Segment Start: Source document

Today’s “gold standard” treatment methods are primarily split- and full-thickness skin grafts, as well as skin flaps, skin expansion techniques, and dermal substitutes [3][4][5]. However, serious problems associated with the aforementioned methods are typically donor site shortage and hypertrophic scars or keloids, which eventually lead to severe functional and psychosocial problems [6][7]. Therefore, tissue-engineered skin substitutes offer a promising alternative to overcome these limitations.
Skin tissue engineering is a rapidly growing field, with the aim to develop skin substitutes for clinical applications [8][9][10]. Those skin substitutes represent a heterogeneous group of wound dressing materials that can be placed on the wound site to replace the functions of the skin, either temporarily or permanently, depending on the product features [11].
There are various materials, namely natural or synthetic, which have been employed in skin substitutes [12]. Among them, hydrogel-based skin substitutes have attracted intense attention due to their unique characteristics to mimic the native skin microenvironment in comparison with other materials. Additionally, hydrogels can be applied as sprayable wound dressings and can be reinforced by incorporating nanoparticles to obtain “in situ” forming nanocomposite hydrogels, also known as “smart” hybrid hydrogels, which can have superior properties and tailored functionality [13][14][15].

Segment End: Source document
Segment Start: Record extracts

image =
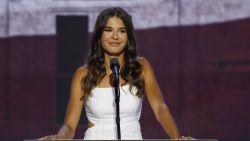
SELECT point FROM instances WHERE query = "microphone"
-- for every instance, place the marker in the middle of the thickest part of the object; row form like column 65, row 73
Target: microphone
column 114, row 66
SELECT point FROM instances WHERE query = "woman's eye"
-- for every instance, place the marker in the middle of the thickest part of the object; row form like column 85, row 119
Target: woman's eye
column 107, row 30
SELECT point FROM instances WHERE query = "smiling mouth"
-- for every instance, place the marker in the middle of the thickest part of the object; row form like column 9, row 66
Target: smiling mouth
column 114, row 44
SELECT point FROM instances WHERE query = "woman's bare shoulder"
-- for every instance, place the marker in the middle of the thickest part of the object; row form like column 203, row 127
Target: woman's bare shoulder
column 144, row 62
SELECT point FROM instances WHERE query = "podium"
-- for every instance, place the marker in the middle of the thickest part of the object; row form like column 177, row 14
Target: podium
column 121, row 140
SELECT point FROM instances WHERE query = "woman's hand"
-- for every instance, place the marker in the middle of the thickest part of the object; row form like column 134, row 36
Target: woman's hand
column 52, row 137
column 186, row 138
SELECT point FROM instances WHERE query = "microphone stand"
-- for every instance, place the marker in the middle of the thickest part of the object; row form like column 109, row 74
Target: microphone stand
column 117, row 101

Segment End: Record extracts
Segment Start: Record extracts

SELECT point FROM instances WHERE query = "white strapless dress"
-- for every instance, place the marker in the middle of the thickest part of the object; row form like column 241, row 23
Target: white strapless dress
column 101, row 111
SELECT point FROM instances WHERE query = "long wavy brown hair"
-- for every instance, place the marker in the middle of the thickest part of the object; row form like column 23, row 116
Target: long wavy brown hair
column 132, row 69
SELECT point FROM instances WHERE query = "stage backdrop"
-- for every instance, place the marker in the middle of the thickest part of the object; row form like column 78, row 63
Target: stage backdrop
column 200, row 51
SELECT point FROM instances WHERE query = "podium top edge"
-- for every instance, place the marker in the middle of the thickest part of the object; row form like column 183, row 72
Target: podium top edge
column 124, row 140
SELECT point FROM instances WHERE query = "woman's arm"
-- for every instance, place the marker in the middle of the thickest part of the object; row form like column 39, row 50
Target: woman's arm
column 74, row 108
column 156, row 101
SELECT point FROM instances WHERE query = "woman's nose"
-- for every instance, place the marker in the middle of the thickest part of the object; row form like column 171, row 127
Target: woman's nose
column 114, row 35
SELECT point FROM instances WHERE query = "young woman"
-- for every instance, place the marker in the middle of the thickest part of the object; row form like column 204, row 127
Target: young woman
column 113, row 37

Segment End: Record extracts
Segment Start: Record extracts

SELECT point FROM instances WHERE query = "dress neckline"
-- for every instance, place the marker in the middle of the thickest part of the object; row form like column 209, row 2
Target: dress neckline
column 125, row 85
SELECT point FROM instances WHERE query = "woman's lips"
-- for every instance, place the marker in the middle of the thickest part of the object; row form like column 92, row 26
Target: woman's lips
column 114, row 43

Segment End: Record extracts

Exercise set –
A. In the passage on skin substitutes, what serious problems are typically associated with the "gold standard" treatment methods?
B. Decide whether each statement agrees with the passage on skin substitutes, and support each yes or no with the deciding words from the passage, quoted exactly. (i) Hydrogels can be used as sprayable wound dressings. (ii) Skin substitutes always replace the functions of the skin permanently. (iii) Only synthetic materials have been employed in skin substitutes.
C. Write the next part of the passage on skin substitutes, picking up after its final sentence.

List of answers –
A. Donor site shortage and hypertrophic scars or keloids.

B.
(i) Yes: "hydrogels can be applied as sprayable wound dressings"
(ii) No: "either temporarily or permanently, depending on the product features"
(iii) No: "namely natural or synthetic"

C.
Hydrogels represent a class of materials that are widely used in soft tissue engineering of skin, blood vessel, muscle, and fat [16]. Hydrogels are three-dimensional (3D) networks consisting of physically or chemically crosslinked bonds of hydrophilic polymers. The insoluble hydrophilic structures demonstrate a remarkable potential to absorb wound exudates and allows oxygen diffusion to accelerate healing [17][18].
Importantly, hydrogels possess a highly hydrated 3D polymeric network and can bind several-fold more water as compared to their dry weight and can thereby maintain a high moisture level of the wound bed. Due to these unique physical properties, hydrogel networks can be casted into various sizes and shapes [19][20]. Therefore, hydrogel-based materials are the most suitable dressings to cover skin wounds [21]. Furthermore, hydrogels offer a platform to load cells, antibacterial agents, growth factors, as well as distinct supplementary and biomacromolecules [22].
With regard to ECM similarity, hydrogels used for wound healing applications should provide a cell-friendly 3D environment to promote tissue regeneration, with or without the presence of cells embedded in the scaffold. Importantly, all hydrogels need to satisfy the basic requirements of biocompatibility in clinical use as well as possess unique physical and mechanical properties suited for skin wound applications [23][24]. Moreover, they also need to provide the appropriate microenvironment for vessel ingrowth and cellular proliferation.
Table 1 demonstrates some of the most important characteristics of wound dressings, which are absolutely necessary to support skin wound healing [25][26].
Table 1. Characteristics of an ideal wound dressing.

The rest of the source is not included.